▶ _Problem description_:
Each record that follows should be duplicated exactly, except for its pictures.
(Data to examine Opens)
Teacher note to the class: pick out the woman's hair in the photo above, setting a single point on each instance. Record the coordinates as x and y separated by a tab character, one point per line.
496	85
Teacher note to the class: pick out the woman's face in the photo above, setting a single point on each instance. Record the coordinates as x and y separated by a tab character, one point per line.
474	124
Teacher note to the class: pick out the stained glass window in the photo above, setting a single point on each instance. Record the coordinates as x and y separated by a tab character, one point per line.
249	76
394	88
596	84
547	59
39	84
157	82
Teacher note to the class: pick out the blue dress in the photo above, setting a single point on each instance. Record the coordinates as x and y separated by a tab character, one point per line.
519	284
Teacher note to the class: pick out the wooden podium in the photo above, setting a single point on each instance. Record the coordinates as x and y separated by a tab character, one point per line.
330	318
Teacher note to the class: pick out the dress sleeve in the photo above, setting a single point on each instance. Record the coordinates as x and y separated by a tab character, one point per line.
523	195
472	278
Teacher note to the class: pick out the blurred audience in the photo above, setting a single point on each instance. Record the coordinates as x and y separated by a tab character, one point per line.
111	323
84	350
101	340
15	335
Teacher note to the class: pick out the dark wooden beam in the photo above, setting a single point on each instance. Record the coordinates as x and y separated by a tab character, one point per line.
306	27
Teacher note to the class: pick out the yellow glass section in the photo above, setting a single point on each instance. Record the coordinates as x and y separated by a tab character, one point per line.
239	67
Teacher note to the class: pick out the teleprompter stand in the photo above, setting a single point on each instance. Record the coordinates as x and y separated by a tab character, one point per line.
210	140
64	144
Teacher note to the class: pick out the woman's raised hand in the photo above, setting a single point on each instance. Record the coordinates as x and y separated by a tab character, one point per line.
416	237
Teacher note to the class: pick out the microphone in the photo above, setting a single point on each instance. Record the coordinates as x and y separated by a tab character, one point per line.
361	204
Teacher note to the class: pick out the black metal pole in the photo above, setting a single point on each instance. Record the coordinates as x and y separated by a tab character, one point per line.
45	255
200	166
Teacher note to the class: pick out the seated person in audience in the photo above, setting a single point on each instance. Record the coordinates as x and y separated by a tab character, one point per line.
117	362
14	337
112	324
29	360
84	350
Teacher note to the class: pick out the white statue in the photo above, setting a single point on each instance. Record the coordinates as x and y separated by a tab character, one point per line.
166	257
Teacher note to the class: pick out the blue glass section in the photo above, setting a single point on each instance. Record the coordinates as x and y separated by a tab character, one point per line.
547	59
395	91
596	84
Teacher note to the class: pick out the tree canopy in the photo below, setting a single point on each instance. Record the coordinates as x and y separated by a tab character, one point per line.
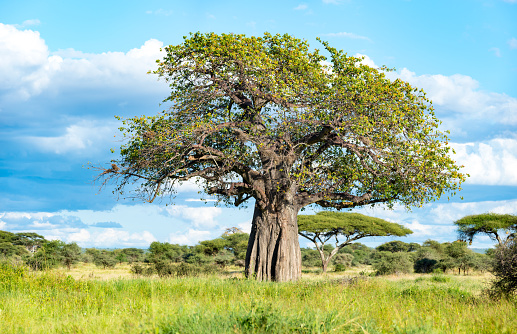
269	119
492	224
324	226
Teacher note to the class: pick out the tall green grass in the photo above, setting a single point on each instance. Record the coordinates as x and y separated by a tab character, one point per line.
55	303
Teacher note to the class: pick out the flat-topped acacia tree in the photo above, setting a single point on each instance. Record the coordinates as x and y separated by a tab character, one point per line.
494	225
266	118
324	226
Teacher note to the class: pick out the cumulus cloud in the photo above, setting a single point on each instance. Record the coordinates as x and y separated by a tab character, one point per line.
25	59
346	35
496	51
21	221
28	23
83	137
190	238
160	12
513	43
366	60
107	225
199	216
460	94
493	162
334	2
29	69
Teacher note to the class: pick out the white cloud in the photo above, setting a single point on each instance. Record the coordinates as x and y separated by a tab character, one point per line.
366	60
491	163
513	43
347	35
28	23
112	237
422	230
83	236
199	216
25	57
496	52
190	238
160	12
83	137
28	69
460	93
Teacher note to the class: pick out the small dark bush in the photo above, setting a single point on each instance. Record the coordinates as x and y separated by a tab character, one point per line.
389	263
504	268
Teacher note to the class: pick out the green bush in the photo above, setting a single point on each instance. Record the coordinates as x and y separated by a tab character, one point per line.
504	268
388	263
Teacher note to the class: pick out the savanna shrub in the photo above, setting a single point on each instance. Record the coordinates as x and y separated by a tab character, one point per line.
504	268
388	263
343	259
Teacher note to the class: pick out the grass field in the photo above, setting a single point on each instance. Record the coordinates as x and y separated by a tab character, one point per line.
92	300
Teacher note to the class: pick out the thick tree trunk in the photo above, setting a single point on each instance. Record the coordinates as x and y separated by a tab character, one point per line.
273	250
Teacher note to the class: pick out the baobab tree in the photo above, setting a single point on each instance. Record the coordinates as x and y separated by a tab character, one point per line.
267	119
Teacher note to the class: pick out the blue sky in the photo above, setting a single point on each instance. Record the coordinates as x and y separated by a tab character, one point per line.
67	68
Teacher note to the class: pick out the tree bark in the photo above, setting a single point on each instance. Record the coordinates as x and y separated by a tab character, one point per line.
273	249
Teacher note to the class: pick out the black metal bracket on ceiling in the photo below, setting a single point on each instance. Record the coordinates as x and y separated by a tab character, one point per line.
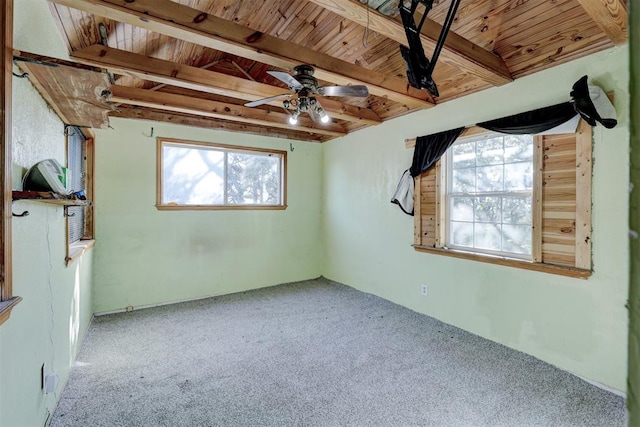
419	68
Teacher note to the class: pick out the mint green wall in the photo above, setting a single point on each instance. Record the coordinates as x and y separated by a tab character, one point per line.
578	325
145	256
48	326
633	382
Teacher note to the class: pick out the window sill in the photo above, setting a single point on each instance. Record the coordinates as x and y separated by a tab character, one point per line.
6	307
219	208
77	249
527	265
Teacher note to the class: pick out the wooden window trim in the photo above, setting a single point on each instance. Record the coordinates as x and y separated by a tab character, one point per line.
236	148
7	300
508	262
582	268
76	249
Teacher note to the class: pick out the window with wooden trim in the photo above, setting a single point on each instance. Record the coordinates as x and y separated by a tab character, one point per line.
523	201
198	175
80	163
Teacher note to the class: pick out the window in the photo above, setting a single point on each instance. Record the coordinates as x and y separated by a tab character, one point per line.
522	201
196	175
80	166
489	188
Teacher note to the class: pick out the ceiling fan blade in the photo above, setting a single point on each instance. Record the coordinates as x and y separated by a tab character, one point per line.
355	90
267	100
286	78
314	115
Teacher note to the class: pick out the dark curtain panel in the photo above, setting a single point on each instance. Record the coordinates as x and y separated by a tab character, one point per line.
430	148
532	122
(Data to examine Closes)
▶ _Reply to the task_:
Teacher note to the class: pick out the woman's hair in the photo above, setting a single point on each instance. Record the coordinates as x and y separated by a tab character, one point per line.
496	85
Teacher note to the class: pick out the woman's face in the photo above, setting a single point on each instance. Record the coordinates as x and y separated by a tab character, one point per line.
474	124
Teacher note to the class: pick out the stained glass window in the photo above, setting a single point on each instance. Record the coordinates as x and y separated by a tab character, one point per line.
249	76
394	88
596	84
547	59
39	84
157	82
Teacher note to the class: pick out the blue dress in the photo above, setting a single point on each instance. Record the coordinates as x and y separated by a tab character, one point per line.
519	284
Teacher note to the class: pick out the wooden podium in the photo above, setting a single point on each instance. Record the coordinates as x and y separated by a tab character, one point per line.
330	318
Teacher note to the class: pick out the dress sleeve in the photo above, setting a single point on each instance. Record the coordinates as x and y separated by a tab character, one point per line.
523	195
472	278
Teacher note to the class: pick out the blurred audience in the photo above, setting a single point on each instance. Record the coordinates as x and y separated by a tab character, one point per line.
111	323
84	350
101	340
15	335
Teacher note to the class: pick out the dark wooden beam in the photo above, setting a single point on each instance. Record the coordinates as x and y separated by a tab character, one point per line.
306	27
Teacher note to the class: pick out the yellow glass section in the photo above, setting a single point on each instance. Record the coordinates as x and y separated by a tab character, one point per line.
239	67
Teacher note to the class: pick out the teleprompter stand in the photo above, setting a single point on each instance. Record the coordinates as x and y separated by a tab character, one point per line.
210	140
64	144
Teacher note to the class: pick out the woman's raised hand in the photo above, setting a single point on each instance. Record the coordinates as x and y separated by a tab character, one point per line.
416	237
Teacher note to the class: pick out the microphone in the photo above, setting a single point on each instance. Record the coordinates as x and y separated by a tab character, one point per line.
361	204
Teacher note to the class: pick out the black metal pole in the photo above, setting a single point on each instance. Record the coordinates as x and y separated by a tab character, one point per line.
45	255
200	166
Teacher note to the class: pick out the seated person in audience in the photo above, setting a single point on each instance. Record the coordinates as x and y separated by a tab character, one point per line.
117	362
14	337
112	324
29	360
84	350
Teacher note to the class: pick out the white statue in the photo above, setting a single point on each instance. Record the coordinates as x and y separated by a tab character, one point per line.
166	257
Teacher note to the class: pick out the blue glass section in the photo above, setting a single point on each instance. Record the coordinates as x and y separated by a tab character, one point per line.
547	59
395	91
596	84
Teacher note to the class: pick out the tree canopy in the photo below, setting a single point on each instance. Record the coordinates as x and y separated by a tab character, one point per line.
269	119
492	224
324	226
Teacher note to the class: pick out the tall green grass in the photo above, setting a single point on each instance. Record the coordinates as x and y separated by a tab character, one point per line.
55	303
Teacher note to the class: pick out the flat-topped acacia tree in the photo above, setting a single point on each instance. Record the coordinates as x and y separated by a tab character, one point per line.
494	225
266	118
324	226
Teacher note to the class: pick out the cumulus cloud in the photo above, setting a single point on each instance. Record the coordinates as x and y separated by a tab character, one point per line.
25	59
346	35
496	51
21	221
28	23
83	137
190	238
160	12
513	43
366	60
107	225
199	216
460	94
493	162
334	2
29	69
Teacher note to the class: pick out the white cloud in the photo above, setting a single point on each instance. Record the coordinates as x and y separated by a tab character, one point per line.
366	60
491	163
513	43
347	35
28	23
112	237
422	230
83	236
199	216
25	57
496	52
190	238
160	12
83	137
28	69
460	93
Teacher note to the class: pick out the small dark bush in the photo above, setting a single point on each instance. Record the coordinates as x and y separated by a tab character, one point per line.
389	263
504	268
Teacher note to the class: pick out the green bush in the photo above, setting a single point on each instance. Record the coordinates as x and y separated by a tab character, one point per line.
504	268
388	263
Teacher note to the class: pick out the savanna shrub in the photo above, setting a single point on each instance. Record the coordinates as x and y separated by a tab character, one point per line.
504	268
388	263
343	259
Teacher note to the class: pick out the grass field in the photo above, setting a single point on each instance. Record the coordinates as x and y separated by a tab character, one point per line.
92	300
Teacher note to the class: pick out the thick tree trunk in the photo above, setting a single point on each instance. Record the coordinates as x and y separated by a tab character, one point per line.
273	250
Teacher note to the class: pick out the baobab tree in the photo above, setting a single point on each instance. Record the coordinates as x and y separated by a tab character, one point per line.
267	119
Teacher note to the class: pick out the blue sky in the photo above, setting a single point on each instance. Record the coordinates as x and y separated by a tab character, one point per line.
67	68
Teacher note to the class: pick out the tree bark in the photo above, setting a single point on each instance. Record the coordinates as x and y separated by a tab character, one point per line.
273	249
Teacher note to the class: pick out the black metal bracket on ceiling in the photo below, setting a single point on each instance. Record the coordinates as x and y separated by a tab character, one point per line.
419	68
Teacher note to the class: pick out the mint green wall in the photo above, setting a single point on each instance. Record the coordinates as x and y separated by a tab character, one point per line.
578	325
145	256
48	326
633	382
Teacher note to the class: pick out the window sill in the photo above, setting a single point on each instance. Record the coordinates as x and y separated by a tab character, one point per line.
6	307
219	208
77	249
527	265
Teacher note to the class: pick out the wooden window trim in the photo above, setting a single point on each instance. Record the coordinates as x and y separated by a tab character, one point per line.
236	148
7	300
508	262
582	268
76	249
Teacher note to the class: pick out the window with wooden trim in the photo above, setting a single point on each instance. Record the coordinates as x and y separated by a tab character, one point per line.
523	201
198	175
80	163
Teacher note to the class: pick out the window in the photo above, setting a single point on each instance. Record the coordinates as x and y separated by a tab character, one point per line.
522	201
196	175
80	166
489	188
Teacher note to the class: pick out the ceiling fan blade in the photo above, setting a single point on each instance. Record the coordinates as x and y separated by a tab character, one point per line.
355	90
267	100
286	78
314	115
Teacher note to the class: pick out the dark curtain panel in the photo above, setting a single point on each instance. Record the coordinates as x and y separated by a tab character, one point per line.
430	148
532	122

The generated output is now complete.